:: Your instructions ::
Pick out every line in the listing below that contains the word "Target" and copy each one in full. Match the case too.

:: Input material ::

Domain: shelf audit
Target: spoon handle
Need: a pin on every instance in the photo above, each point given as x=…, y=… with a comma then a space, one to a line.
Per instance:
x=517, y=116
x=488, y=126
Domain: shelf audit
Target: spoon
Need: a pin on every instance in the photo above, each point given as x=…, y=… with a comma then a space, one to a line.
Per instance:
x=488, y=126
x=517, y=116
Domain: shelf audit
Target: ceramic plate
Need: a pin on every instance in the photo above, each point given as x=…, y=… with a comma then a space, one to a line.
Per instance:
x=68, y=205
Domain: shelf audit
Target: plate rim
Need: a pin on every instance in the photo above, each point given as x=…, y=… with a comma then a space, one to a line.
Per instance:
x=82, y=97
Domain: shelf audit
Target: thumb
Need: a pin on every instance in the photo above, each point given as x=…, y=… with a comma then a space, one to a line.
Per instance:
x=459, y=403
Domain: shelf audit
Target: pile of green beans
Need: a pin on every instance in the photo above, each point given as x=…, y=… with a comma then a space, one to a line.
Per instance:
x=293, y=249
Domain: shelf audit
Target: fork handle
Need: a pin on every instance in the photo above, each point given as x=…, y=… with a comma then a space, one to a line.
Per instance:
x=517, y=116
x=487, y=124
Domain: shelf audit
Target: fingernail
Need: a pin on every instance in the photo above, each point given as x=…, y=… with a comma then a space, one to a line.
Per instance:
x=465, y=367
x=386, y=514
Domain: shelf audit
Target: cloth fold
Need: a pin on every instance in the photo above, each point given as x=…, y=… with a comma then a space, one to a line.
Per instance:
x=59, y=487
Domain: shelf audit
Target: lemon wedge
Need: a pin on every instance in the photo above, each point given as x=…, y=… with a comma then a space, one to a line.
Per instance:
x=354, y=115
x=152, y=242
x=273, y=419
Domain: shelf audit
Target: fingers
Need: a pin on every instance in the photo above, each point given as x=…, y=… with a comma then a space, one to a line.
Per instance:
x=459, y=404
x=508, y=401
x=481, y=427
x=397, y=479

:: Exercise answer ::
Target: spoon handle
Target: spoon
Target: ceramic plate
Target: plate rim
Target: thumb
Target: pile of green beans
Target: fork handle
Target: fingernail
Target: cloth fold
Target: lemon wedge
Target: fingers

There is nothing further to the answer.